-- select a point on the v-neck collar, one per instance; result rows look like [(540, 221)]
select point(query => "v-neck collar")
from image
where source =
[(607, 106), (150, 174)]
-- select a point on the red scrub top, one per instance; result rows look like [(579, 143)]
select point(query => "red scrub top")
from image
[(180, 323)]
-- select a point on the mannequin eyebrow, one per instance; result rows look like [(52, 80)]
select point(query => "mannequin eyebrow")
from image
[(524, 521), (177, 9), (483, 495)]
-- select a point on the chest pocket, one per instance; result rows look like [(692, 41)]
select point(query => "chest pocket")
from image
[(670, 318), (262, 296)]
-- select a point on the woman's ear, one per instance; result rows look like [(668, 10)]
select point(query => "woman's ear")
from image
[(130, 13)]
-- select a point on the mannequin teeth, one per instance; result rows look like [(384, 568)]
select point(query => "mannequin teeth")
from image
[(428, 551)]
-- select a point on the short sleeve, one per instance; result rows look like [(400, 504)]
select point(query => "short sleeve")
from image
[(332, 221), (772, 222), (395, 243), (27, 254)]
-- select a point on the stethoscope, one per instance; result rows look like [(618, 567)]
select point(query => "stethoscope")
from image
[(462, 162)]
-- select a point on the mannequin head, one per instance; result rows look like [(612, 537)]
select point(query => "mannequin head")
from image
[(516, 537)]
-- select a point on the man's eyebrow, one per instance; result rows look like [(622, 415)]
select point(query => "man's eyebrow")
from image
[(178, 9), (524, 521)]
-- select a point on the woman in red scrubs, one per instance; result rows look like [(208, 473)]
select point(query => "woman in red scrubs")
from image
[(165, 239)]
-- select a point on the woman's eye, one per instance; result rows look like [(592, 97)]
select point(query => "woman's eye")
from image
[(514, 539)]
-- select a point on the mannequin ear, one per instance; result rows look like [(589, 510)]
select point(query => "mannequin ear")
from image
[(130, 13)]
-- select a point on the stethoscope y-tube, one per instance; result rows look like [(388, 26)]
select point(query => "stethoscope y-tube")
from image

DIRECTIONS
Return all of the entries exactly as written.

RESULT OF THE EXERCISE
-- select a point on the v-neck collar, one per instance; result rows look like [(540, 221)]
select point(query => "v-neck collar")
from image
where source =
[(607, 106), (150, 174)]
-- select a point on the red scrub top, one per instance; result rows look like [(579, 143)]
select point(query => "red scrub top")
from image
[(180, 323)]
-- select a point on the mannequin eyebrow, one per instance; result rows look like [(52, 80)]
select point(query => "mannequin eyebrow")
from image
[(524, 521), (177, 9), (483, 495)]
-- select a point on the chest pocket, one per instance; result rows look like [(692, 41)]
select point(query => "chest pocket")
from image
[(670, 318), (262, 296)]
-- select a point on the woman's ear, one per instance; result rows look like [(668, 10)]
select point(query => "woman's ear")
from image
[(130, 13)]
-- select a point on the mannequin teeth, one per instance; result rows look like [(384, 568)]
select point(query => "mannequin teeth")
from image
[(428, 551)]
-- select a point on the short sleeve, one per instance; result rows look like [(400, 504)]
select point(query => "short sleeve")
from image
[(332, 221), (772, 222), (395, 243), (27, 254)]
-- select a point on the stethoscope, one per instance; result rows look like [(618, 567)]
select point(query => "stethoscope")
from image
[(462, 162)]
-- select a point on the mannequin head, one per instance; result rows look like [(612, 537)]
select point(query => "mannequin head")
from image
[(516, 537)]
-- select a point on the man's eyebrow, one per instance; result rows look like [(622, 415)]
select point(query => "man's eyebrow")
from image
[(178, 9), (524, 521)]
-- select a point on the woman in red scrubs, one per instance; result rows look like [(208, 473)]
select point(query => "woman in red scrubs")
from image
[(165, 239)]
-- select a point on the woman's eye, one per instance; result rows look like [(592, 97)]
select point(query => "woman's eye")
from image
[(514, 539)]
-- select a point on the mannequin ear, one per instance; result rows look like [(589, 510)]
select point(query => "mannequin ear")
from image
[(130, 13)]
-- select a point on the stethoscope y-tube, one per instance; result rows look like [(388, 26)]
select point(query => "stethoscope y-tube")
from image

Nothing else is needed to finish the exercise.